Source data:

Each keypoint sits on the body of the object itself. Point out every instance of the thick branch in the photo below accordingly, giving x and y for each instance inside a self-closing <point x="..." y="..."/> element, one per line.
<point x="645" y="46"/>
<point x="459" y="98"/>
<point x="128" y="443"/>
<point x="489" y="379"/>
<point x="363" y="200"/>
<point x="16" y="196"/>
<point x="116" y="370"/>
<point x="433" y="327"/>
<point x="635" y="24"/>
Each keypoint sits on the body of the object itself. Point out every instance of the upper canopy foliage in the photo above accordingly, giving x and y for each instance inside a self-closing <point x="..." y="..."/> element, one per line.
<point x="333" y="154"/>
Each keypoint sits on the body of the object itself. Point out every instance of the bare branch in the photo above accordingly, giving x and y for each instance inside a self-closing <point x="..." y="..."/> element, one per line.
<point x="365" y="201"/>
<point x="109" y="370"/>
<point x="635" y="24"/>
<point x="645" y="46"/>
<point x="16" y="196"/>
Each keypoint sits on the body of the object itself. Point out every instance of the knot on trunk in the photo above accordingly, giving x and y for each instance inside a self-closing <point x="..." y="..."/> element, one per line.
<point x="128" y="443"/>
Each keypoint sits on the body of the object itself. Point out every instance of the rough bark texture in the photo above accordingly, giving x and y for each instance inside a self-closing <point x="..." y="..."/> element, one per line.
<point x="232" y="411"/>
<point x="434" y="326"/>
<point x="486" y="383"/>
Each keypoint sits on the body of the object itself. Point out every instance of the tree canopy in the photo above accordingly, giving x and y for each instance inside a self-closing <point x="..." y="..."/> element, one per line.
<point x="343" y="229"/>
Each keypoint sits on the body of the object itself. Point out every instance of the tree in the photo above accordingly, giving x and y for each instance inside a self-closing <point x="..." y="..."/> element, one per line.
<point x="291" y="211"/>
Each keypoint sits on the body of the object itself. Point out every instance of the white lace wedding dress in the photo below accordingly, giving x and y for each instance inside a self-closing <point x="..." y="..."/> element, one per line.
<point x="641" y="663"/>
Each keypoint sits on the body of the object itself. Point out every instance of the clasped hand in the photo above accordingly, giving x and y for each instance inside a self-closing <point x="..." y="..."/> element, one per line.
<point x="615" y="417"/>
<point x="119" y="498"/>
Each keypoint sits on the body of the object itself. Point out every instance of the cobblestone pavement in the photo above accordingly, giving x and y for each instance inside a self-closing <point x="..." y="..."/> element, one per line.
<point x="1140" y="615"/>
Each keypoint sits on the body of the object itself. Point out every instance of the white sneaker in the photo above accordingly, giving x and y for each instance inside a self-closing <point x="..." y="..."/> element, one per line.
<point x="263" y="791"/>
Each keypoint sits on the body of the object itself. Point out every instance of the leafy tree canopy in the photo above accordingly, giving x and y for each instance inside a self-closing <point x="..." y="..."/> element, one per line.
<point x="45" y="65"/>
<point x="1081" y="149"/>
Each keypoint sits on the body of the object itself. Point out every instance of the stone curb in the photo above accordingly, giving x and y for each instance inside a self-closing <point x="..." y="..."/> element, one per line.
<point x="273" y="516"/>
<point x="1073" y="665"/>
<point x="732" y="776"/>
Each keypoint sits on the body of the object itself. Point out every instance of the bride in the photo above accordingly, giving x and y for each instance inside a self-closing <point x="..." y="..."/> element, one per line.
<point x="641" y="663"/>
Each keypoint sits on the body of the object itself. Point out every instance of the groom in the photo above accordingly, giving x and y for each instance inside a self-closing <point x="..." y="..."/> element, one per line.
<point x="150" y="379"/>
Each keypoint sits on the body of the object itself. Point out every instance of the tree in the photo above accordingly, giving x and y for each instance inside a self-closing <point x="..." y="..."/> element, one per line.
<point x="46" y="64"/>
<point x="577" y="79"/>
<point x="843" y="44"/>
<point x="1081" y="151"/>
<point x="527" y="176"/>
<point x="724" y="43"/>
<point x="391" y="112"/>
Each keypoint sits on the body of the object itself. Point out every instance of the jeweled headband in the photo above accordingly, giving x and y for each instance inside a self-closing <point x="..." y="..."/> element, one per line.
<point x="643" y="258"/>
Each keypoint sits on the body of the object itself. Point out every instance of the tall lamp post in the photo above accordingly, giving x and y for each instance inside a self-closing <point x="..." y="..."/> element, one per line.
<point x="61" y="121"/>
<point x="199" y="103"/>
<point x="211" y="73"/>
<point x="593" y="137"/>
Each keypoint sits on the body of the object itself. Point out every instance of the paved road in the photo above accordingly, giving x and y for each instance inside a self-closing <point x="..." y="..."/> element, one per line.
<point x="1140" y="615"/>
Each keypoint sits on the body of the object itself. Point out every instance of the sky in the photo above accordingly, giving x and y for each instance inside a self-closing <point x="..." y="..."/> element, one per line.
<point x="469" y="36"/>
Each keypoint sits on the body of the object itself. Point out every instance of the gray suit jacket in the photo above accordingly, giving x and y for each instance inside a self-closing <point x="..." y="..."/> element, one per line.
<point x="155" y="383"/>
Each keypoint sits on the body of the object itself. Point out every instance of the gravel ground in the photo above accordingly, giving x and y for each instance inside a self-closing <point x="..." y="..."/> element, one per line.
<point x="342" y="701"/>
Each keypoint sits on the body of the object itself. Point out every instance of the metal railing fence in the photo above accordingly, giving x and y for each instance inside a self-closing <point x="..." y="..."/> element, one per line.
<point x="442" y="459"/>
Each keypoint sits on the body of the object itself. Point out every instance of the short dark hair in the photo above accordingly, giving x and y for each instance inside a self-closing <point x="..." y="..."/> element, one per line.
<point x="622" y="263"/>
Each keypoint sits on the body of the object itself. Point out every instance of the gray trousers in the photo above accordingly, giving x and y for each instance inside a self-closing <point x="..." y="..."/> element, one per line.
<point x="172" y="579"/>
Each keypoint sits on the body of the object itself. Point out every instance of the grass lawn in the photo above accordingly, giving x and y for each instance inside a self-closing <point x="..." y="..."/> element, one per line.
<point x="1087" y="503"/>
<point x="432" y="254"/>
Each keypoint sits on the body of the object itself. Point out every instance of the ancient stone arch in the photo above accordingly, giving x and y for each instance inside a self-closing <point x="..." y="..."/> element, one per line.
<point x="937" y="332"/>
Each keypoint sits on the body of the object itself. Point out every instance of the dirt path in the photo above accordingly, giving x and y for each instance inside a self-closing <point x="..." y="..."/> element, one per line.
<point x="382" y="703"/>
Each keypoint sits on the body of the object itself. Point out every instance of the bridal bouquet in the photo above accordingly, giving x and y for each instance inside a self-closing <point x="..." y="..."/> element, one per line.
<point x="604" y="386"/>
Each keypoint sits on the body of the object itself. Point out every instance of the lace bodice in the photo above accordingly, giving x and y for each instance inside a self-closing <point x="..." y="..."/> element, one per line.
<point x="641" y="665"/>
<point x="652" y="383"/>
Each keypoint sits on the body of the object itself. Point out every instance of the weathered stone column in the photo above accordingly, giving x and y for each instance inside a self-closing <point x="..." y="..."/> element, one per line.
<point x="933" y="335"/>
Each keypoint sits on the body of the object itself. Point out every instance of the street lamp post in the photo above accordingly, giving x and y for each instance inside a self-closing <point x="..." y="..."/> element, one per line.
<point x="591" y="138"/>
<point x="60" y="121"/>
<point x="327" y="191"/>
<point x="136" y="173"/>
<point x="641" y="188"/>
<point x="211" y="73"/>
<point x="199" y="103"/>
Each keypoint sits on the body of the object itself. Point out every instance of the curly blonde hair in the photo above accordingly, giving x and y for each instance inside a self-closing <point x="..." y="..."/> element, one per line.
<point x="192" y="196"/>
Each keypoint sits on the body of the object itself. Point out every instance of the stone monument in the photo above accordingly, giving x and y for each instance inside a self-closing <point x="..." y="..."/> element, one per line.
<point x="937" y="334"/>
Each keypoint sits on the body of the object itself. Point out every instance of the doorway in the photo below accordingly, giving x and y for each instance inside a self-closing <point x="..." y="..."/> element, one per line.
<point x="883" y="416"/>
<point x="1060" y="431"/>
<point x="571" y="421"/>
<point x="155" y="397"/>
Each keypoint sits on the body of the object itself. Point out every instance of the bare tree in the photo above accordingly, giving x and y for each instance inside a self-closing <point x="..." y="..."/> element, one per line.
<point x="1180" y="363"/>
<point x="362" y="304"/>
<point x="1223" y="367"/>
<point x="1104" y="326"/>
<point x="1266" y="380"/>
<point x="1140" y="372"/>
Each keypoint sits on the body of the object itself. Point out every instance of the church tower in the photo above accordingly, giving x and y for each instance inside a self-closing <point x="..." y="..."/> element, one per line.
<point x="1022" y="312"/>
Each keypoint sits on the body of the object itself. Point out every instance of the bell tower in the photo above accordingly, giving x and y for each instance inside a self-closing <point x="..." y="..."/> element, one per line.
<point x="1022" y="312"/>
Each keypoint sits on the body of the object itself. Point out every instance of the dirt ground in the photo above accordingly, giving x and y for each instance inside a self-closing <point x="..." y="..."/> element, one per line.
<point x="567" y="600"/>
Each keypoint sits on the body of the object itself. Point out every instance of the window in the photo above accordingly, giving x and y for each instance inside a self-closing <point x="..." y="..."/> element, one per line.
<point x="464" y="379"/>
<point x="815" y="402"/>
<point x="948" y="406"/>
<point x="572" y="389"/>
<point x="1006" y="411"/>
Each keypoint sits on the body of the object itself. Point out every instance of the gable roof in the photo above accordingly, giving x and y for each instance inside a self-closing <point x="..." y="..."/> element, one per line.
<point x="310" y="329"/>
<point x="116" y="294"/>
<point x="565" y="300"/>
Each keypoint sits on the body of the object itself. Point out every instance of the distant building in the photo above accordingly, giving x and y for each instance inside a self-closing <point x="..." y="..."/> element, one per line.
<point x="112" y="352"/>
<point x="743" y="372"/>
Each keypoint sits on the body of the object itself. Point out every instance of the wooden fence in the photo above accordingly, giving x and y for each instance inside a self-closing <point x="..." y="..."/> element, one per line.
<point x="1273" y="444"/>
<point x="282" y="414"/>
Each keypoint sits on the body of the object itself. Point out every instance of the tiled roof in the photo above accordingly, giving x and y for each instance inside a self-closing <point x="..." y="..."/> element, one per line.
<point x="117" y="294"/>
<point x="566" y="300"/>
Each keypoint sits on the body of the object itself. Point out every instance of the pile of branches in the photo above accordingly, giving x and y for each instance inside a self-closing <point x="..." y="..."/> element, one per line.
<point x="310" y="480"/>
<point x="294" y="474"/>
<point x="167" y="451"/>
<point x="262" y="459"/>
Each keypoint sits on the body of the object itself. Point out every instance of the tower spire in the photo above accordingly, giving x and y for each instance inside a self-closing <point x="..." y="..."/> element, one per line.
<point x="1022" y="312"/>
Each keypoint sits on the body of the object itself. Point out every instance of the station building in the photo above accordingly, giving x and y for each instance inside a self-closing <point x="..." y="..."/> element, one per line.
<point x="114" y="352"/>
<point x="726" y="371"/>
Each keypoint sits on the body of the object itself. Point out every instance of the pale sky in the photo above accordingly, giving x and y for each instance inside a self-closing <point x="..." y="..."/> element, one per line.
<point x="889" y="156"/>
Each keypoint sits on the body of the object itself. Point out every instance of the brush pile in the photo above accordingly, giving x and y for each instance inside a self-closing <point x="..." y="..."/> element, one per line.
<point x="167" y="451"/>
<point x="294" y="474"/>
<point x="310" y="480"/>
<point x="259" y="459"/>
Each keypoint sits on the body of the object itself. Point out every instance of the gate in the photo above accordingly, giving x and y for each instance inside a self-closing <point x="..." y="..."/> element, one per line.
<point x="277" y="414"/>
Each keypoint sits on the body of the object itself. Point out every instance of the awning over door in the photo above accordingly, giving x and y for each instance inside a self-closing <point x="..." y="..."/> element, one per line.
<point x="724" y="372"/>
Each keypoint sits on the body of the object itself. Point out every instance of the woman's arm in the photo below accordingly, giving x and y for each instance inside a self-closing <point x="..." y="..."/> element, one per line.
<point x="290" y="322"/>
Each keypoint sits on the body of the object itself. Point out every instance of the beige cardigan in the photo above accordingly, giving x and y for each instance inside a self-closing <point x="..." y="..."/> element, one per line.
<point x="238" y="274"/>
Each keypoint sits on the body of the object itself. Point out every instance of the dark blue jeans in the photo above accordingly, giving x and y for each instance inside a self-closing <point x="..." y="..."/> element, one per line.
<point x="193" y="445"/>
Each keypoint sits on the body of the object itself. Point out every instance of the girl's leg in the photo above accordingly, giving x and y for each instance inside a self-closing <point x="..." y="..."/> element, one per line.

What to work on:
Write out the lines above from the one containing "of the brush" through the last, exactly as they are.

Correct answer:
Each keypoint sits on the body of the object itself. Point out every instance of the brush pile in the photo above accordingly, giving x and y for each instance inside a self-closing <point x="..." y="..."/> element, one per line.
<point x="167" y="451"/>
<point x="294" y="474"/>
<point x="310" y="480"/>
<point x="259" y="459"/>
Each keypoint sits on the body of the object itself. Point out every instance of the gate in the photo above accordingly, giving x and y for each instance inside a self-closing <point x="..." y="..."/> element, one per line.
<point x="277" y="414"/>
Each keypoint sits on the body of the object itself. Point out every instance of the awning over door in the photo above accordingly, giving x and y for each instance inside a self-closing <point x="..." y="..."/> element, one per line.
<point x="724" y="372"/>
Each keypoint sits on the body of the object itself. Point out every instance of the woman's arm in the photo below accordingly, giving x and y for each instance inside a self-closing <point x="..." y="..."/> element, one per line.
<point x="290" y="322"/>
Each keypoint sits on the body of the object itself. Point out every instance of the beige cardigan in the photo above accordingly, giving x and y for each instance inside a self-closing <point x="..." y="..."/> element, one per line.
<point x="238" y="274"/>
Each keypoint sits on the body of the object itself. Point out every instance of the dark blue jeans in the photo above accordingly, giving x and y for each instance inside a self-closing <point x="..." y="..."/> element, one per line.
<point x="193" y="445"/>
Each keypoint sits on the body of the object itself. Point out every instance of the girl's leg in the photo above accordingly, giving x and y for each instance inside a self-closing <point x="..." y="..."/> element, one per line.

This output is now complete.